(Excerpts from location labeling data)

^^^^

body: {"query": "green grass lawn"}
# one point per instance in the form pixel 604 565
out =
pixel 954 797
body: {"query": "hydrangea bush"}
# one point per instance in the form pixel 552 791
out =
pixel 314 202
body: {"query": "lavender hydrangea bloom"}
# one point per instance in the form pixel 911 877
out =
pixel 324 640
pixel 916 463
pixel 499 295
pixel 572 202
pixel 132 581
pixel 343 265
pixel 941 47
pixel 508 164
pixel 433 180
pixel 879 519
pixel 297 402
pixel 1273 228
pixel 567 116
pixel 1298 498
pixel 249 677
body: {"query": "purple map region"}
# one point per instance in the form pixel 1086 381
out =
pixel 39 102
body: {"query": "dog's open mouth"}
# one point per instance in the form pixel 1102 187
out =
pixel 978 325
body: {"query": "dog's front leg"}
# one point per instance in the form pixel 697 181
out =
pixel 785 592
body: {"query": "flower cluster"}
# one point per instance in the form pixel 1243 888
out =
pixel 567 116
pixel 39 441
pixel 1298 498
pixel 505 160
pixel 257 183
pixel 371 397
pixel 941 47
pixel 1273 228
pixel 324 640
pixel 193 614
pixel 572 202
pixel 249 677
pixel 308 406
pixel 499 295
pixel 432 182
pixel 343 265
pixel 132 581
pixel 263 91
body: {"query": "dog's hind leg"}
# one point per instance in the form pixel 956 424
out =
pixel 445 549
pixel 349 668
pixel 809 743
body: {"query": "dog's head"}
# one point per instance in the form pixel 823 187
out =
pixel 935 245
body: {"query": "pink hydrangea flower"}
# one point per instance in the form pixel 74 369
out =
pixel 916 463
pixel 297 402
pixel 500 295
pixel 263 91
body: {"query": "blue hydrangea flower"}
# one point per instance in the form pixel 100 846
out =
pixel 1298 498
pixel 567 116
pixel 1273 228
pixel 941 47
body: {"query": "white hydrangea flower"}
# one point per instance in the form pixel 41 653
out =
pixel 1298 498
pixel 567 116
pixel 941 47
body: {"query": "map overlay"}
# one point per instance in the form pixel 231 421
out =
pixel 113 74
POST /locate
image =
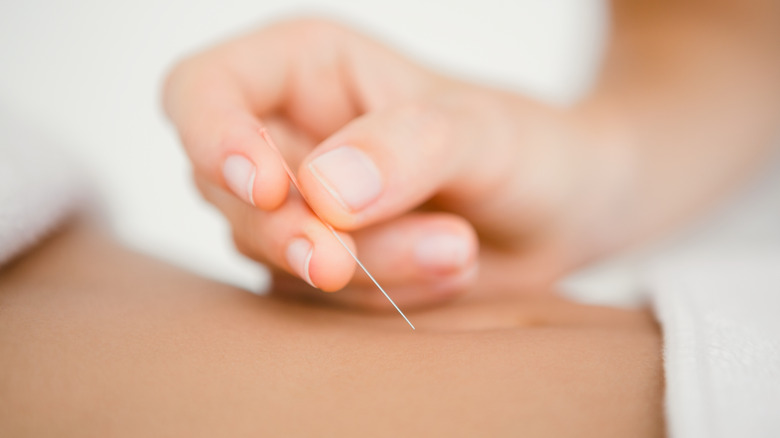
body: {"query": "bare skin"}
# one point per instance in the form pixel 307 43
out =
pixel 458 178
pixel 96 340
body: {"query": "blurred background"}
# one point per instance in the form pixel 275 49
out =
pixel 88 72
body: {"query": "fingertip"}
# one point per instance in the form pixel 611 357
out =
pixel 250 170
pixel 331 267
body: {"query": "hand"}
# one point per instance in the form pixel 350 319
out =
pixel 436 183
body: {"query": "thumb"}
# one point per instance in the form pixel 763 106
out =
pixel 381 165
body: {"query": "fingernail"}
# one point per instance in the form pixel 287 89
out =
pixel 442 252
pixel 299 253
pixel 239 174
pixel 349 175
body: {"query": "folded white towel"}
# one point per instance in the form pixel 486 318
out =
pixel 720 315
pixel 39 186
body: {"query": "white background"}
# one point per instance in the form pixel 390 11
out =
pixel 89 71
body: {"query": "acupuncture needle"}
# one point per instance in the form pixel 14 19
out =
pixel 267 137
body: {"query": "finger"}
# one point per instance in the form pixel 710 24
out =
pixel 290 237
pixel 316 73
pixel 383 164
pixel 419 259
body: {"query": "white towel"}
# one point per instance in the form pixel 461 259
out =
pixel 720 315
pixel 39 186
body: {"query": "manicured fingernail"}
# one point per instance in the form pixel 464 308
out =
pixel 239 174
pixel 349 175
pixel 442 252
pixel 299 253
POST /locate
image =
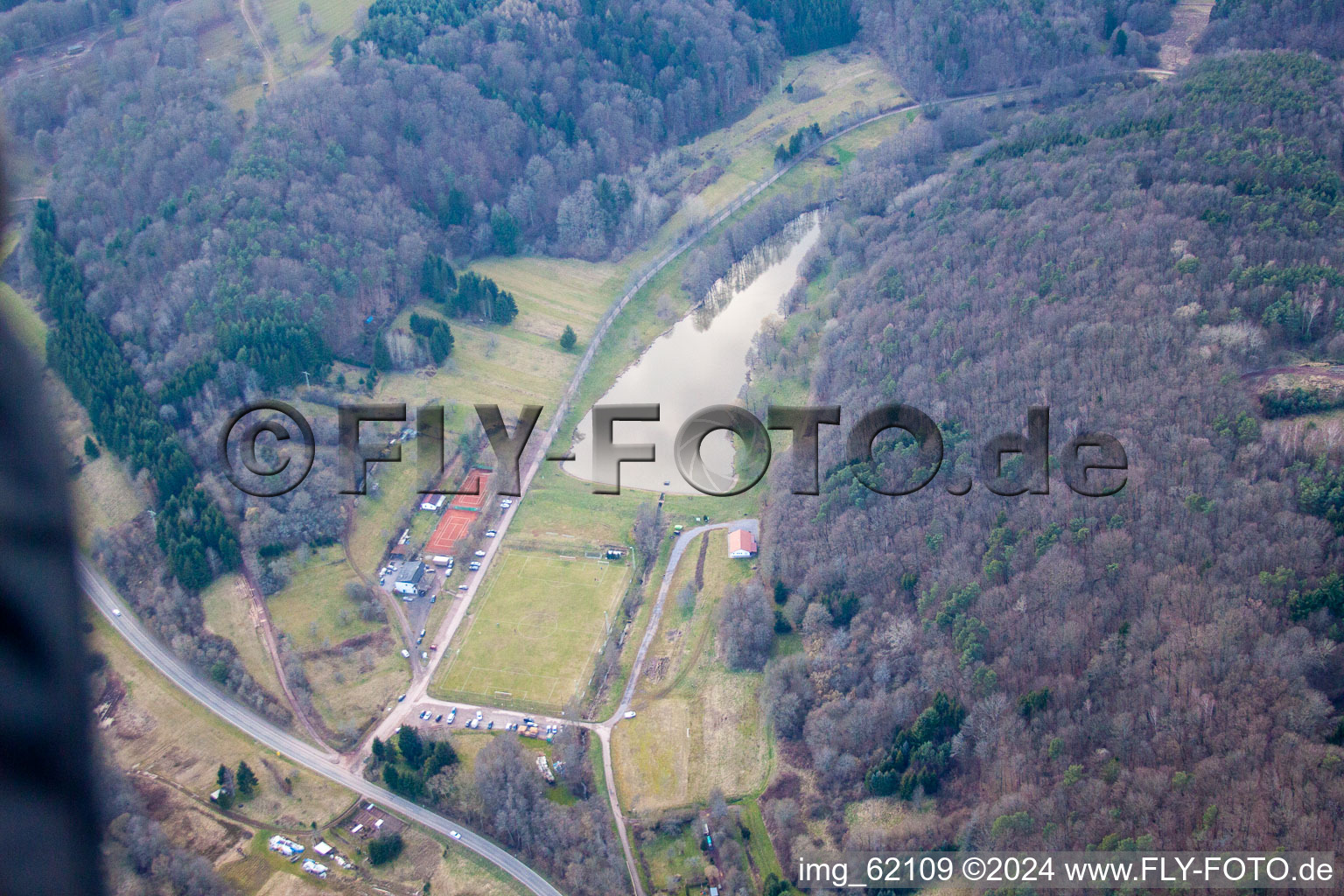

^^^^

• **PROBLEM REQUIREMENTS**: Reproduce all of the data above verbatim, but omit the pictures.

• **SOLVED PROBLEM**:
body: {"query": "green grass lawn"}
# one point per instance in the form pixel 604 565
out =
pixel 954 797
body: {"query": "hydrangea bush"}
# one point per instance in the form pixel 552 791
out =
pixel 314 202
body: {"query": "lavender hydrangea bloom"}
# one point per instance in the form pixel 911 877
out =
pixel 324 640
pixel 916 463
pixel 499 295
pixel 572 202
pixel 132 581
pixel 343 265
pixel 941 47
pixel 508 164
pixel 433 180
pixel 879 519
pixel 297 402
pixel 1273 228
pixel 567 116
pixel 1298 498
pixel 249 677
body: {"query": "purple map region"}
# one point per instance in the form pixel 1086 381
out =
pixel 39 102
body: {"query": "dog's open mouth"}
# one point per instance in the form pixel 1102 187
out =
pixel 978 325
body: {"query": "dog's front leg"}
# one point per instance in the form pixel 697 181
out =
pixel 785 592
body: {"query": "flower cluster"}
# one point per instance in the form pixel 1243 888
out =
pixel 567 116
pixel 39 441
pixel 1298 498
pixel 505 160
pixel 257 183
pixel 371 397
pixel 941 47
pixel 1273 228
pixel 324 640
pixel 193 614
pixel 572 202
pixel 249 677
pixel 308 406
pixel 499 295
pixel 432 182
pixel 343 265
pixel 132 581
pixel 263 91
body: {"query": "dog's hind leg"}
# one point per instance in the form pixel 956 424
out =
pixel 445 549
pixel 349 668
pixel 809 743
body: {"query": "dog's head"}
# one point per instance in the form pixel 823 187
out =
pixel 935 245
body: {"query": "pink hydrangea flower"}
# one point per instance in the form pixel 74 369
out =
pixel 916 463
pixel 297 402
pixel 500 295
pixel 263 91
body: {"query": "blue hydrangea flower"}
# one point per instance in the form pixel 100 846
out =
pixel 1298 498
pixel 567 116
pixel 1273 228
pixel 941 47
body: {"query": "white hydrangea flower"}
# one point per instance in the form pixel 41 653
out =
pixel 1298 498
pixel 567 116
pixel 941 47
body: {"query": "map overlay"}
# one point per instance in the form pixel 231 421
out =
pixel 113 74
POST /locate
image =
body: {"query": "bare skin"}
# one point per instance in the form pixel 307 43
out =
pixel 458 178
pixel 96 340
body: {"query": "blurred background"}
# one point per instance in the form pixel 275 49
out =
pixel 88 72
body: {"query": "fingertip"}
# one point per instance in the form pixel 611 357
out =
pixel 250 170
pixel 331 267
body: {"query": "hand"}
# one point per instance in the form pixel 350 319
out =
pixel 436 183
body: {"query": "thumb"}
# one point per instance in the form pixel 763 106
out =
pixel 381 165
body: {"query": "fingernail"}
# one point per instance in the form pixel 287 89
out =
pixel 442 252
pixel 299 253
pixel 239 174
pixel 349 175
body: {"query": "folded white towel"}
# one point per instance in the form pixel 486 318
out =
pixel 720 315
pixel 39 186
body: {"query": "white background"}
# one point per instance in the form pixel 390 11
out =
pixel 89 71
body: {"query": "acupuncture needle"}
# one point per instance in the form pixel 14 19
out =
pixel 267 137
body: {"query": "finger"}
# one point per instance in the form pixel 710 24
out =
pixel 290 237
pixel 316 73
pixel 383 164
pixel 419 259
body: {"query": "white towel"}
# one point per instance in the form pixel 461 259
out =
pixel 720 315
pixel 39 186
body: {"query": "manicured fingernail"}
# one point per instance in the form pixel 464 308
out =
pixel 239 174
pixel 349 175
pixel 442 252
pixel 299 253
POST /locate
image =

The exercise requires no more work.